Point annotation records:

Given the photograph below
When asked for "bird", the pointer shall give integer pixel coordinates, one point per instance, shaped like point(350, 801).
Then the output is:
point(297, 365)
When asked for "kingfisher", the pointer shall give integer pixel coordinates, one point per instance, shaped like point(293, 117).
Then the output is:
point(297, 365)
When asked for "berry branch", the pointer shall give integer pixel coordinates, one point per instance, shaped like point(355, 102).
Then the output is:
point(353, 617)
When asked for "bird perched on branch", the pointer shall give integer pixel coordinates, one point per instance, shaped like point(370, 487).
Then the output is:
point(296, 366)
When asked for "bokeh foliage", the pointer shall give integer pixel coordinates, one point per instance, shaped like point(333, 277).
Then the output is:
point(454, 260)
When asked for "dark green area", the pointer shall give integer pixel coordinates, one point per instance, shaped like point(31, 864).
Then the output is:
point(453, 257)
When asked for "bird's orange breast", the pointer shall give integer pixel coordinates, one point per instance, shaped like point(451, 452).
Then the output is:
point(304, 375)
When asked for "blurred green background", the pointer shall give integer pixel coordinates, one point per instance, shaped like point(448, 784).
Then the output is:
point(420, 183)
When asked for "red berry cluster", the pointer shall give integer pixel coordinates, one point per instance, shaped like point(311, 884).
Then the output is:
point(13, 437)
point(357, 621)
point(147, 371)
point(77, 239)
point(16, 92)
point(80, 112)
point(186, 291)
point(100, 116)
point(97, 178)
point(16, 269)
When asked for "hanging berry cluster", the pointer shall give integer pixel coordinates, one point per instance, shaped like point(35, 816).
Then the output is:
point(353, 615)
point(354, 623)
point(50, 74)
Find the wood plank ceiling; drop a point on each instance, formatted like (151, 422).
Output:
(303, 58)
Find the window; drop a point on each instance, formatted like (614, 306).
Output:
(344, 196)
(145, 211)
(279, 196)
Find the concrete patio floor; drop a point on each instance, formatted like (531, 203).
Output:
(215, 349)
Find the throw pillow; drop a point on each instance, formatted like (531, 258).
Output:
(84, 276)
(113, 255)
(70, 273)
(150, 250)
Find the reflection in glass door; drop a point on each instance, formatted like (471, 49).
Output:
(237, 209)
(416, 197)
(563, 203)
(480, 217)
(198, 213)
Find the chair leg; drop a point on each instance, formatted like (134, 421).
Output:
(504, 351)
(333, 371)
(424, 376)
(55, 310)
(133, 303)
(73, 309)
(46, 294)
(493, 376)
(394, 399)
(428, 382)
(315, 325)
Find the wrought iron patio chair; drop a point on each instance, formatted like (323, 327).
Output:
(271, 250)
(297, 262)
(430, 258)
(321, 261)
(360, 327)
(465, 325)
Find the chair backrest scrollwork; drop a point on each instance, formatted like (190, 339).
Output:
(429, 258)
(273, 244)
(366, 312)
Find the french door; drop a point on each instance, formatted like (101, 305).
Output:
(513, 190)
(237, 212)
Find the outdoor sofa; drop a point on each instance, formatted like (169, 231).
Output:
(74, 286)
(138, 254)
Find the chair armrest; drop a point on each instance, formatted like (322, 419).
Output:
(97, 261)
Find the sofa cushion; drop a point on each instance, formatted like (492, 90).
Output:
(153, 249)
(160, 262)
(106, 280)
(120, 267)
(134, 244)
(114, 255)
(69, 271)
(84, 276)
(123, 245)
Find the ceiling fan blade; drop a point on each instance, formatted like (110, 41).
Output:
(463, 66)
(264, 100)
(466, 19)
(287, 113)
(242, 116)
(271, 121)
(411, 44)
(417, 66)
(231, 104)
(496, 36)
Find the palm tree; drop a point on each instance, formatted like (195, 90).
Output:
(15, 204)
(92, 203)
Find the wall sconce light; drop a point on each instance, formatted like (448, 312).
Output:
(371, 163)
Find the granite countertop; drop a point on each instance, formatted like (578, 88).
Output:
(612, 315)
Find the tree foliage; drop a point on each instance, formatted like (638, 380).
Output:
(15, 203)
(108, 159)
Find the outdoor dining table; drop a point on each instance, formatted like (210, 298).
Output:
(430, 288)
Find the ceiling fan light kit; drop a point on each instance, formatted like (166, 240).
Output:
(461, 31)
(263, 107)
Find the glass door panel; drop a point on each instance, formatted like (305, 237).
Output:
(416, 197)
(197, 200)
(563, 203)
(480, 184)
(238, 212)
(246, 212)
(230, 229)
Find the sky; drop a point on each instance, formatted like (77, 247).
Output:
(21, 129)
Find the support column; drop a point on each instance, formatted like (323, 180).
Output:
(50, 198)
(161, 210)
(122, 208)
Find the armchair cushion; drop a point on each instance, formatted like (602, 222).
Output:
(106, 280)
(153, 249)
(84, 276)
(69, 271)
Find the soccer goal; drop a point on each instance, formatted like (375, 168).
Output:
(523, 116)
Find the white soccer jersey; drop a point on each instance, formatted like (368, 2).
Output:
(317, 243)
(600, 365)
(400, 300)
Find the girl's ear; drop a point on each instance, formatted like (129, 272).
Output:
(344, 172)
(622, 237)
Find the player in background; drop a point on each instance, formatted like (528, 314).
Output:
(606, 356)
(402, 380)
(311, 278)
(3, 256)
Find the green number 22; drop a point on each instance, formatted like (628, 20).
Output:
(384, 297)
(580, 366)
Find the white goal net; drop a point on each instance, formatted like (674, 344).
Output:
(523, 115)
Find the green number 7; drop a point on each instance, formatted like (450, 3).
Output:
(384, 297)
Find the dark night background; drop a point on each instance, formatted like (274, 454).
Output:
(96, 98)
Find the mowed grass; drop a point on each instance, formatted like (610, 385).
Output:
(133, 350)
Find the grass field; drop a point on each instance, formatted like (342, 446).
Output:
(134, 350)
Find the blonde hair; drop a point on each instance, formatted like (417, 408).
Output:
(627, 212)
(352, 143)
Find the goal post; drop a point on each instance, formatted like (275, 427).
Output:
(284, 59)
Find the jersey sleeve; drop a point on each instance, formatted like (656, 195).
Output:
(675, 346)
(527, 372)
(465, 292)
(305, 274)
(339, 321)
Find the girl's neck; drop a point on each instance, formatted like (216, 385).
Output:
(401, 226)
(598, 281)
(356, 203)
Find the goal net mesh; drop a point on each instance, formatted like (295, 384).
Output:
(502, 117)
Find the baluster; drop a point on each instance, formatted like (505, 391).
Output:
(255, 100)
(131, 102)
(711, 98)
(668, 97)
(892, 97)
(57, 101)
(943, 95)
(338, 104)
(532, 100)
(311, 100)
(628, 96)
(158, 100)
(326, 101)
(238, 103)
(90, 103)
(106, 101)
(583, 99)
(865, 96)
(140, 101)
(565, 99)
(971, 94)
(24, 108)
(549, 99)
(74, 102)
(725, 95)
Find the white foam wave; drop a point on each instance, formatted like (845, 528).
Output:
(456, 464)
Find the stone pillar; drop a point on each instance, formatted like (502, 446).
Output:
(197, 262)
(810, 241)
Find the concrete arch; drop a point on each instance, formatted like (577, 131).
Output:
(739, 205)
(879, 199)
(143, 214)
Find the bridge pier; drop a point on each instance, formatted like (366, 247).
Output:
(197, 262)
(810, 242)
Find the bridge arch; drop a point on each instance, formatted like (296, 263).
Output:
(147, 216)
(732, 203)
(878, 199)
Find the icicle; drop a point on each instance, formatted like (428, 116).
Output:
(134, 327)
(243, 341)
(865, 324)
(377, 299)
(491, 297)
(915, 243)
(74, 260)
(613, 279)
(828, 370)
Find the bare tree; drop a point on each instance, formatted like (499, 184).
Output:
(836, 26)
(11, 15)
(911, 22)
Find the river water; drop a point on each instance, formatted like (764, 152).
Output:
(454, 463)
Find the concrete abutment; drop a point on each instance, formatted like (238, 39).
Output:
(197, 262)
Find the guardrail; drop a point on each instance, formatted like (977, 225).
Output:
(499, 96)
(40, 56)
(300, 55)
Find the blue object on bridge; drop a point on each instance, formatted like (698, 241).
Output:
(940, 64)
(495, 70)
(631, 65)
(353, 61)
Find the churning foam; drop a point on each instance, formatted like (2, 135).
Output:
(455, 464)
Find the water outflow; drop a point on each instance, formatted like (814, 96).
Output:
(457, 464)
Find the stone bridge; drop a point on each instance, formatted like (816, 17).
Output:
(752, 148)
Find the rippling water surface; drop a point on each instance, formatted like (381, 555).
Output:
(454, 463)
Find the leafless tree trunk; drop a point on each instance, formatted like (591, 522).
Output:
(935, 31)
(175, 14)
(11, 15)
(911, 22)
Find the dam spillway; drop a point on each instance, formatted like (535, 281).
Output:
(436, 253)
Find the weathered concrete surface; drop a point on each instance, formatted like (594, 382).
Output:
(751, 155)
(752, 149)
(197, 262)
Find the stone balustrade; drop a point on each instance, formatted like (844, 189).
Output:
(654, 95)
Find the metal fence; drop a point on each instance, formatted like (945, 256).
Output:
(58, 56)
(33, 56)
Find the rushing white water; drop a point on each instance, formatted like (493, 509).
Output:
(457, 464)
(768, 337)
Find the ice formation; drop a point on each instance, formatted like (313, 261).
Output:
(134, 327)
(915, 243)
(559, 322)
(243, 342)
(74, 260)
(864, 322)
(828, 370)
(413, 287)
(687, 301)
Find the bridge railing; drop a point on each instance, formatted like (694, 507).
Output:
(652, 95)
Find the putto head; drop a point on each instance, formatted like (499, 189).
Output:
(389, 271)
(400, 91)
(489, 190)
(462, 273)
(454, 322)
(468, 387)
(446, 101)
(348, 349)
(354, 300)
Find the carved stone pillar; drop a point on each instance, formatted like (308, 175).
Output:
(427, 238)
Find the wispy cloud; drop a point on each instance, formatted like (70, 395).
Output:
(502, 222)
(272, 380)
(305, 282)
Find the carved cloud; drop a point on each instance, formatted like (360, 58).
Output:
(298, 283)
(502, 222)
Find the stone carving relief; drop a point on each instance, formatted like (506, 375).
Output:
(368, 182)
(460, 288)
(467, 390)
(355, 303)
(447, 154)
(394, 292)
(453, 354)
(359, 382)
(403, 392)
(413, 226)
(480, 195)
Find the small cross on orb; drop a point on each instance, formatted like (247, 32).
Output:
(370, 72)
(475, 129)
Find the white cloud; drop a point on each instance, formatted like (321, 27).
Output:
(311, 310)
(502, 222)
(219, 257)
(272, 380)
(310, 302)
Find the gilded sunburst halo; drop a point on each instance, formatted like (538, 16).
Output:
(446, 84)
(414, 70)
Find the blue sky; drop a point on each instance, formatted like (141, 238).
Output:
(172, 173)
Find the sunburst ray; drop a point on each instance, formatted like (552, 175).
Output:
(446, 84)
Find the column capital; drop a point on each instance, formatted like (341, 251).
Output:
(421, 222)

◆ Exercise brief
Write out only the final block of lines, starting at the line with "Find the small" and running to the end of the material.

◆ Response to the task
Find the small cross on orb; drop a point on each instance, formatted like (247, 32).
Output:
(370, 72)
(475, 129)
Find the white cloud; drop a point on each instance, formatted like (321, 27).
Output:
(311, 310)
(502, 222)
(219, 257)
(272, 380)
(310, 302)
Find the gilded sunburst halo; drop a point on each instance, formatted like (538, 16).
Output:
(446, 84)
(414, 70)
Find the blue sky; drop a point on each instance, formatted like (141, 238).
Output:
(172, 173)
Find the sunburst ray; drop a point on each instance, formatted like (552, 175).
Output:
(446, 84)
Find the column capital; drop a point on each instance, formatted like (341, 251).
Output:
(421, 222)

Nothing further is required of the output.